Work to do | Reproduce, word for word, the lines of the records below from the line containing "of the thin" to the line containing "pixel 348 276", including both of those lines.

* begin Stored data *

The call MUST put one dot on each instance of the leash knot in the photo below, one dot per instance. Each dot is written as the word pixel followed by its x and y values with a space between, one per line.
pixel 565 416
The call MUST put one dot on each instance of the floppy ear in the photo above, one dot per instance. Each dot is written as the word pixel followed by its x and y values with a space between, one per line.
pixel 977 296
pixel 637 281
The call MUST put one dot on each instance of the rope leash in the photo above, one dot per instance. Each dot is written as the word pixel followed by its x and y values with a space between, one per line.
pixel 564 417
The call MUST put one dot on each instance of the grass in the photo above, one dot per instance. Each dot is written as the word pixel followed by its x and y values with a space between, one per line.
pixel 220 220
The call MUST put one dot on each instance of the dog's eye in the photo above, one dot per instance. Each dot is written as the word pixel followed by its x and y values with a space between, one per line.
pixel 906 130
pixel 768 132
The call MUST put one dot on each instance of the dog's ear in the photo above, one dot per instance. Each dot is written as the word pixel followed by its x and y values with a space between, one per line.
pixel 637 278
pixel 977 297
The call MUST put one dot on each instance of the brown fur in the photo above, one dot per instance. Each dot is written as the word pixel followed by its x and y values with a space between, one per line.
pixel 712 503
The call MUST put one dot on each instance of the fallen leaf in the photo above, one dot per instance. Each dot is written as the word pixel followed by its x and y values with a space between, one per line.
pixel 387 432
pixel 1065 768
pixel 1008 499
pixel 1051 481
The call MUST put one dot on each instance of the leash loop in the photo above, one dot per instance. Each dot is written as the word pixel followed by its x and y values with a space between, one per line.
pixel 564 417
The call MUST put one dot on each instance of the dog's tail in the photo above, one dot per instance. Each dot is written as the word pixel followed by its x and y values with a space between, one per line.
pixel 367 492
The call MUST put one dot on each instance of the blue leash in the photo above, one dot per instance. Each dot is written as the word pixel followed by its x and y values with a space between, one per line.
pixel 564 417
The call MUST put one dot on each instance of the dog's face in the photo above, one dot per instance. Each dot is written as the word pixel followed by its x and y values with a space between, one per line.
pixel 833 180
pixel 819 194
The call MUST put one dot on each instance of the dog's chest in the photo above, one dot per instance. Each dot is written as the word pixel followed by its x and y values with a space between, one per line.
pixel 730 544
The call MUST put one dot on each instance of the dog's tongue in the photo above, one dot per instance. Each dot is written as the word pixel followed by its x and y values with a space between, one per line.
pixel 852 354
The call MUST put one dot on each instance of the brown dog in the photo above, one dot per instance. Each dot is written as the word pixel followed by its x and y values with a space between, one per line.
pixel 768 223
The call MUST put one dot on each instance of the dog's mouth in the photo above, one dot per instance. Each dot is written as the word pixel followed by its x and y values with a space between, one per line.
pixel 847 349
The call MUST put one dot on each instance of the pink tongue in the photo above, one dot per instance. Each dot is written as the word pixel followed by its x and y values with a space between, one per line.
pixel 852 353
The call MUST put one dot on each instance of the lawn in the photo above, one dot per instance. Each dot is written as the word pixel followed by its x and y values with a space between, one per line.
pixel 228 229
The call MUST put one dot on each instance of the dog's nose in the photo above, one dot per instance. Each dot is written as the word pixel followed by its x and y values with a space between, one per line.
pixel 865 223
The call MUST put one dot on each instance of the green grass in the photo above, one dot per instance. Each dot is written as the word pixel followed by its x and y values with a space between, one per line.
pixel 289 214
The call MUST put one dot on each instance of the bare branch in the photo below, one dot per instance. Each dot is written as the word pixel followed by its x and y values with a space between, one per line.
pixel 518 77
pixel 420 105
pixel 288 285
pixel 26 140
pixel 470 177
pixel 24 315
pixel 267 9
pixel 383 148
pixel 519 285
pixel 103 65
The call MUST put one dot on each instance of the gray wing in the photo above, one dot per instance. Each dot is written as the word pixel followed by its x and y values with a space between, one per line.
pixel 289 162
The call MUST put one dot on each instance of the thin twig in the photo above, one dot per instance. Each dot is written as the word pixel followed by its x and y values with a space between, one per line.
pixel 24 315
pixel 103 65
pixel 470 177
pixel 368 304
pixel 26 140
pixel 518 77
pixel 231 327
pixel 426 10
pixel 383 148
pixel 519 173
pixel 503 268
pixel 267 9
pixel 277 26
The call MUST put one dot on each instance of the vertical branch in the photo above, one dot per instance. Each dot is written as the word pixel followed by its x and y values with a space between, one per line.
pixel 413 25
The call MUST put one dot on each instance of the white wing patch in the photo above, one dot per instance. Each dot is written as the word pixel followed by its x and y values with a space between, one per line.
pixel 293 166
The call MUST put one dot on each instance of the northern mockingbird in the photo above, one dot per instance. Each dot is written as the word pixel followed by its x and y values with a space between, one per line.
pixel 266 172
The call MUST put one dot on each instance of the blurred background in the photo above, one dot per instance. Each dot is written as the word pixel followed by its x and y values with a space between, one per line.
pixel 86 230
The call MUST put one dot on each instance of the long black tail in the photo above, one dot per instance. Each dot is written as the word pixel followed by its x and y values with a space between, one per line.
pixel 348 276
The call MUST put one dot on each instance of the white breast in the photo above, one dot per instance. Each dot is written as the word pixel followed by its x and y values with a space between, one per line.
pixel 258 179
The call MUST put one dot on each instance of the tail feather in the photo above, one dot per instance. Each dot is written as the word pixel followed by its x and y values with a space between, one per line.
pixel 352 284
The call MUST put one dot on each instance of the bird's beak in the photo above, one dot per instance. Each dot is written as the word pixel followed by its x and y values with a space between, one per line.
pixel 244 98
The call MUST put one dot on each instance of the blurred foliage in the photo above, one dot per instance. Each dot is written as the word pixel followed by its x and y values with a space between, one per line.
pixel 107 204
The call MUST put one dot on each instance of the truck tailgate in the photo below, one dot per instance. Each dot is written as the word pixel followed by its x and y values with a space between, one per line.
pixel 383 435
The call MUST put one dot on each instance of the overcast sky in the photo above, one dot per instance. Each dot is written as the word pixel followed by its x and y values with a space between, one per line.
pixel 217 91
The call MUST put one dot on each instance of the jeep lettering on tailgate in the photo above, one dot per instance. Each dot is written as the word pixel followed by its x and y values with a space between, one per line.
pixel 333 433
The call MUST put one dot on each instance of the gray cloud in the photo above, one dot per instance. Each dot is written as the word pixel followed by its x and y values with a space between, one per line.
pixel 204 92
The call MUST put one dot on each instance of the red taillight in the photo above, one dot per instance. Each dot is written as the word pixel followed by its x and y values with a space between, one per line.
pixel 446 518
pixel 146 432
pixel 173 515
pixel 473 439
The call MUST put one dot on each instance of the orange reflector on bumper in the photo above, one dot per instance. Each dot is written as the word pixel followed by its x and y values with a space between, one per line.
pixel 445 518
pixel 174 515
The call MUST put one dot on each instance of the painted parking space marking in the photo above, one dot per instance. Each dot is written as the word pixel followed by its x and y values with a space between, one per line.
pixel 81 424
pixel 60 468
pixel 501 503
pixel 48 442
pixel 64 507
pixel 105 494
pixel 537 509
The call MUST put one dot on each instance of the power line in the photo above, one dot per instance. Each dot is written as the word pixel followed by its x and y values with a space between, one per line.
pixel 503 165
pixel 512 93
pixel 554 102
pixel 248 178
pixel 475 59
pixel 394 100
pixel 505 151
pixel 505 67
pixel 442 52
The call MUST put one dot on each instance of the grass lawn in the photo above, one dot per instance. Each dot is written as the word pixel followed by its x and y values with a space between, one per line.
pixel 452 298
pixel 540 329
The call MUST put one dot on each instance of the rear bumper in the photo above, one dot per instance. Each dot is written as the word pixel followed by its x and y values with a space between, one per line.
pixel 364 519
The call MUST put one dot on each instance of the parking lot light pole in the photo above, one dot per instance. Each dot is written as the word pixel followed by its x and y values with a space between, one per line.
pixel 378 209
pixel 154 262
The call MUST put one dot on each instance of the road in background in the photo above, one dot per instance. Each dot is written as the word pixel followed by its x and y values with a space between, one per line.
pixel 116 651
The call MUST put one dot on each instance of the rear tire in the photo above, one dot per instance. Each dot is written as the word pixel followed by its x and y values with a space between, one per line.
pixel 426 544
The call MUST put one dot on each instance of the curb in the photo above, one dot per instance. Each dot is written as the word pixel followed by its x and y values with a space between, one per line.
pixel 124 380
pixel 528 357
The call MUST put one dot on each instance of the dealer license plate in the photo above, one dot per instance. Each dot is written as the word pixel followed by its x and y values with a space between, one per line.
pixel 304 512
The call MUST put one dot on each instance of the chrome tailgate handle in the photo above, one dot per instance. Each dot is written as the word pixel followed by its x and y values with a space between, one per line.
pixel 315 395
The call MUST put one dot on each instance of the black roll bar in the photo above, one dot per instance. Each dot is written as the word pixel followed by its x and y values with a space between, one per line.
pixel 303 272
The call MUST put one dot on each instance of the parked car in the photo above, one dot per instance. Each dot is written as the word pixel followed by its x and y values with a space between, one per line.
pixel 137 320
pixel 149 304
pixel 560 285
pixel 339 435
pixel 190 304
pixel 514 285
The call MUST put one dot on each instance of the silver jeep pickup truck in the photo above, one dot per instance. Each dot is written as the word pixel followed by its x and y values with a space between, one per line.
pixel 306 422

* end Stored data *

Exercise output |
The call MUST put one dot on each instance of the thin twig in the photo above, one dot per instance. Each dot is written as the word pixel followed by its x and y values with a space between, one per line.
pixel 24 315
pixel 103 65
pixel 470 177
pixel 368 304
pixel 26 140
pixel 518 77
pixel 231 327
pixel 426 10
pixel 383 148
pixel 519 173
pixel 503 268
pixel 267 9
pixel 277 26
The call MUST put one dot on each instance of the vertical branch in the photo above, one dot per instance. Each dot is written as the word pixel followed by its x and y values with a space between, one per line.
pixel 413 25
The call MUST put one dot on each instance of the white wing patch in the photo above, one dot per instance. Each dot is written as the word pixel followed by its x and y values with a space between, one per line.
pixel 293 166
The call MUST put one dot on each instance of the northern mockingbird in the photo above, one dot per instance. Each dot is written as the word pixel followed by its x and y values with a space between, one per line.
pixel 266 172
The call MUST put one dot on each instance of the blurred background in the photo above, one dot per instance. Each dot is written as the word pixel followed by its x and y values with a space between, one per line.
pixel 86 230
The call MUST put one dot on each instance of the long black tail in the photo above, one dot per instance. Each dot is written as the word pixel followed by its x and y values with a space between, one per line.
pixel 348 276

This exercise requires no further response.